Your objective:
Make an exact copy of the entries, and keep any pictures out of it.

(Pointing records)
___

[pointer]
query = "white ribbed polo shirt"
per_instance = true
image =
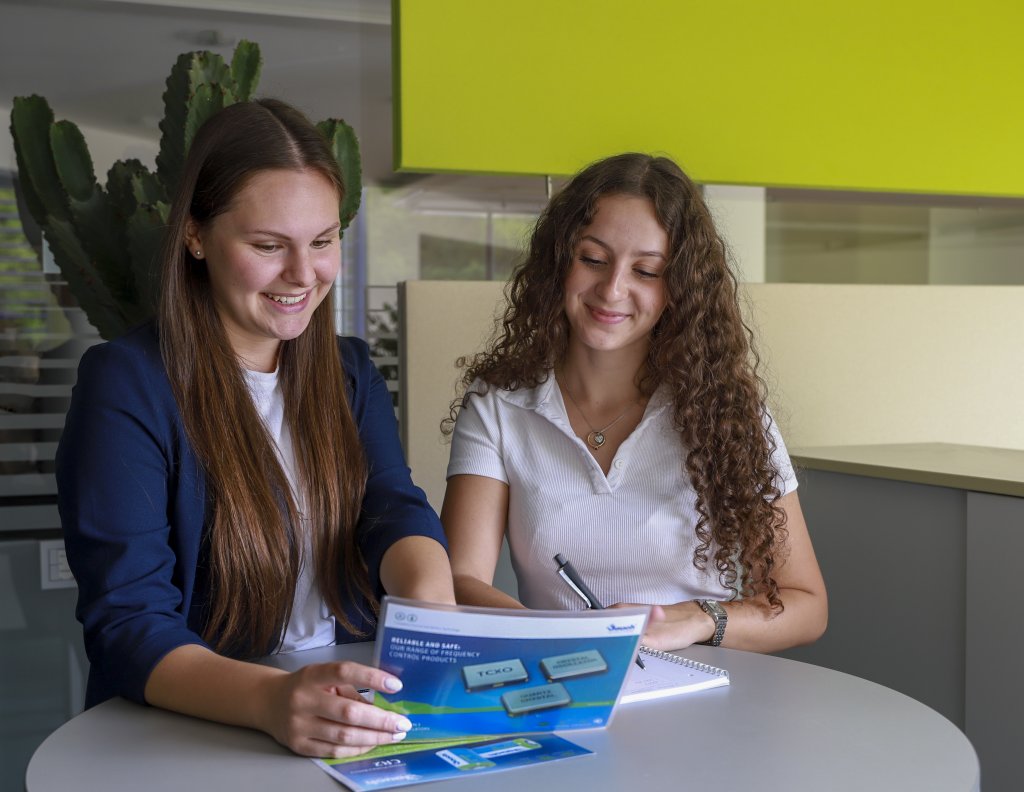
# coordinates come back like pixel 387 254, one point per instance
pixel 630 534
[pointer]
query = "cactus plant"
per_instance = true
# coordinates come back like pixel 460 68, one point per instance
pixel 105 240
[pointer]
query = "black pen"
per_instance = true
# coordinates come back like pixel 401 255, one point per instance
pixel 567 573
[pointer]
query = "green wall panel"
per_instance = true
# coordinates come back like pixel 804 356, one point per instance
pixel 878 94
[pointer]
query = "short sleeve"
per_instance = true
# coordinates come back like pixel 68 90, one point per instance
pixel 476 446
pixel 786 481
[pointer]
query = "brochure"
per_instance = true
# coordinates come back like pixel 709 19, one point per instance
pixel 459 760
pixel 481 671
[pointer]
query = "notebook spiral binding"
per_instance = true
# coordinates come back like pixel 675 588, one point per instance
pixel 669 657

___

Task result:
[pointer]
query = "white ribbed polo shirt"
per_instance = true
image =
# coordinates come back like pixel 387 254, one point per instance
pixel 630 534
[pointer]
query = "cactus plant"
per_instance = true
# coordinates come back like pixel 460 68, one point per instance
pixel 105 240
[pointer]
query = "black pen"
per_instance = true
# coordinates come back like pixel 401 255, one point per instance
pixel 567 573
[pointer]
query = "green wall panel"
per_instance = true
# coordinates come back like pixel 804 356, one point per instance
pixel 878 94
[pointer]
query = "short sleeve"
per_instance = true
# coordinates come back like pixel 68 90, one point per instance
pixel 476 446
pixel 786 481
[pointer]
query = "brochure"
per_instance = true
# coordinates come back like pixel 709 19, one point per instance
pixel 459 760
pixel 481 671
[pointer]
query = "notebook spiral binding"
per_instance = true
# coordinates come back like pixel 675 588, one point per instance
pixel 669 657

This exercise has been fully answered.